#### SECÇÃO DO TEXTO
- - - -

Mytaxi escolhe Lisboa para arrancar com projeto piloto de trotinetes elétricas
Em entrevista ao Observador, Eckart Diepenhorst explicou que “este era o momento” para a empresa lançar um novo projeto de mobilidade, mas que ainda está numa fase de aprendizagem. “Fazer isto em três meses significa que ainda não está tudo perfeito”, explicou o CEO da Mytaxi, acrescentando que a regulação continua a ser discutida. “Tanto as cidades como os fornecedores precisam de estar bem conscientes e de serem muito cuidadosos para conseguirem a regulação certa”.
Sobre a nova lei que regulamenta as plataformas eletrónicas de transporte, e que gerou bastantes protestos por parte dos taxistas, Eckart Diepenhorst começou por assegurar que “a Mytaxi não tem medo da competição e até a encoraja”, mas deixou o recado: os taxistas “não têm sido muito bem ouvidos ou não têm sido representados da melhor forma”. A empresa, sublinhou, serve como “uma chave” para os condutores abrirem a porta da modernização. Eckart Diepenhorst assegura que a Mytaxi “veio para ficar” em Portugal, mas que para isso acontecer é preciso fazer uma coisa: “Precisamos de modernizar”.

- - - -

#### MATERIAL FORNECIDO
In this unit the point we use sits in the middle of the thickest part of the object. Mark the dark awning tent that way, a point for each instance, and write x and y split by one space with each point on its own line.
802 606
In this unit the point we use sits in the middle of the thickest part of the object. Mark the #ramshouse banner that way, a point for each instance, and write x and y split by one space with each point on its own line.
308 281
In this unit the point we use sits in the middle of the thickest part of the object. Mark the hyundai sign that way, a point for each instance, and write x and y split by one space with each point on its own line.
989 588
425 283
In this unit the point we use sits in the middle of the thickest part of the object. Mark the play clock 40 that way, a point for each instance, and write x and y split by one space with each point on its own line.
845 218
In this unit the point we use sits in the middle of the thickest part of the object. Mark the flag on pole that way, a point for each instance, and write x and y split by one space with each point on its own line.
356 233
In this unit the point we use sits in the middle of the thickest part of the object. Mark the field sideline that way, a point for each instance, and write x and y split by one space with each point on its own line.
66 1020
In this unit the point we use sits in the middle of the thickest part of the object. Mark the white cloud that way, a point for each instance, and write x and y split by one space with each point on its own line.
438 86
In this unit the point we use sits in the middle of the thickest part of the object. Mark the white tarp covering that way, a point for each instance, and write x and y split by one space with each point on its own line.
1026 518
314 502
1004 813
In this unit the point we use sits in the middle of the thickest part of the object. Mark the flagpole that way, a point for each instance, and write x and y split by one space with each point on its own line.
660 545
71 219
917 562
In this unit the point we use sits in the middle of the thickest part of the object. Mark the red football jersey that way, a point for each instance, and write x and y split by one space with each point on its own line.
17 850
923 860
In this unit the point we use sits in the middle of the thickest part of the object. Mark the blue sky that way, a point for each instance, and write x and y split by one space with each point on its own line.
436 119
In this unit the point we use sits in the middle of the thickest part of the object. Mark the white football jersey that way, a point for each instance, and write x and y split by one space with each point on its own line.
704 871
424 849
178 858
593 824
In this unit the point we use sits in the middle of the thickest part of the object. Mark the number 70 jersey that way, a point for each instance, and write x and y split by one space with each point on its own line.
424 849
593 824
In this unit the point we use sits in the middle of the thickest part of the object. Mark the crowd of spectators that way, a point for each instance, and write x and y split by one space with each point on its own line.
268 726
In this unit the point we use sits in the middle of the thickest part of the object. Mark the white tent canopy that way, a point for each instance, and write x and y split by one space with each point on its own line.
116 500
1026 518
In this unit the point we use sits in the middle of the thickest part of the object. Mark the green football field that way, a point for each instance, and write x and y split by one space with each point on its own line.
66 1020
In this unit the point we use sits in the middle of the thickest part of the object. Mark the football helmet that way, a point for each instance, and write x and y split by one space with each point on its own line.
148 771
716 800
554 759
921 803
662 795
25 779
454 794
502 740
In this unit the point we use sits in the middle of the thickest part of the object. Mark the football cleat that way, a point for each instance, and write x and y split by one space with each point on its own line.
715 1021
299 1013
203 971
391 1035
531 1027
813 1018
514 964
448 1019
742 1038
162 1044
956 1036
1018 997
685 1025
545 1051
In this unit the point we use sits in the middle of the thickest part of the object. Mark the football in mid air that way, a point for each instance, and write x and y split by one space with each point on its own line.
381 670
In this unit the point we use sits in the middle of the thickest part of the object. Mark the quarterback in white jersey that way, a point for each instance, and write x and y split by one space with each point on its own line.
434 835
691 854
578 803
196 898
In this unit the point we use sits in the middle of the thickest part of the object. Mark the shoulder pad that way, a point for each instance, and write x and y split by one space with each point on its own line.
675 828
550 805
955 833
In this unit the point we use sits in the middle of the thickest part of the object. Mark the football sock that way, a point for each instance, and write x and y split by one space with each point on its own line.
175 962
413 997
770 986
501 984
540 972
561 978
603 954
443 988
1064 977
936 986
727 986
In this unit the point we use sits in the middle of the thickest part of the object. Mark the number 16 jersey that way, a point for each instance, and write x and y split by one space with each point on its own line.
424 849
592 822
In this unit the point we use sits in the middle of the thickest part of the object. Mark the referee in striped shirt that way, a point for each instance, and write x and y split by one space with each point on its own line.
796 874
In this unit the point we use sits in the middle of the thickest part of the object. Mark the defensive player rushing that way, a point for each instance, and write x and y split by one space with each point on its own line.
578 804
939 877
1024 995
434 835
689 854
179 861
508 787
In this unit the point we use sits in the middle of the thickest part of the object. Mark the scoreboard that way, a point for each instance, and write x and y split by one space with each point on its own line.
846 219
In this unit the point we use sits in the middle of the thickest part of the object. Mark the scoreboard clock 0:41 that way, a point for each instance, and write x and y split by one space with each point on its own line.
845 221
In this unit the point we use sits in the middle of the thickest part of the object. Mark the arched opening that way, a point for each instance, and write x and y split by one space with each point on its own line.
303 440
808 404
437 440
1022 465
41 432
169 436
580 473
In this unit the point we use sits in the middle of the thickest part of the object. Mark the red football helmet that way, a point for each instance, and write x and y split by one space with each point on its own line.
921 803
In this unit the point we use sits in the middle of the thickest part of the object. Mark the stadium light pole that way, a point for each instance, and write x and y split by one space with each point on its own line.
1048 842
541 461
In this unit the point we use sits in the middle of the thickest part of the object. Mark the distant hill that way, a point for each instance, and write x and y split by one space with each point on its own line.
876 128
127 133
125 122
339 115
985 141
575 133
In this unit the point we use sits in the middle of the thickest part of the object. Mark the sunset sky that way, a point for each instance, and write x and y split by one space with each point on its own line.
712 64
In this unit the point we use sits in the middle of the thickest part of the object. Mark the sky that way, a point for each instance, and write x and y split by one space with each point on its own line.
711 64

- - - -

#### O QUE FAZER
(a) Apresenta sob a forma de lista numerada as linhas da listagem, começando na que contém "Mark the distant" e terminando no fim da listagem, sem incluir linhas em branco.
(b) Escreve a continuação do texto sobre a Mytaxi a partir da última frase apresentada.

#### RESPOSTAS POR ORDEM
(a)
1. In this unit the point we use sits in the middle of the thickest part of the object. Mark the distant hill that way, a point for each instance, and write x and y split by one space with each point on its own line.
2. 876 128
3. 127 133
4. 125 122
5. 339 115
6. 985 141
7. 575 133
8. In this unit the point we use sits in the middle of the thickest part of the object. Mark the sunset sky that way, a point for each instance, and write x and y split by one space with each point on its own line.
9. 712 64
10. In this unit the point we use sits in the middle of the thickest part of the object. Mark the sky that way, a point for each instance, and write x and y split by one space with each point on its own line.
11. 711 64

(b)
No futuro, acredita, há dois desafios que vão atrasar o desenvolvimento da mobilidade e o aparecimento dos carros autónomos: as condições das estradas e das cidades e as questões morais. “Para chegarmos aos 100%, porque as vidas humanas são afetadas, vai demorar mais alguns anos.”
“Temos de trazer os táxis e as trotinetes para a mesma aplicação”
A Mytaxi foi a primeira app a fazer a ligação entre taxistas e passageiros. E agora está a apostar nas trotinetes elétricas. O que faz uma plataforma como a vossa embarcar nesta área?
Tem sido uma longa jornada para a Mytaxi — enquanto empresa — conseguir um entendimento claro de que não queremos apenas permitir uma viagem de carro de A para B. Queremos fornecer mobilidade. Isto é o que os nossos acionistas querem que façamos e é isto que nós queremos fazer.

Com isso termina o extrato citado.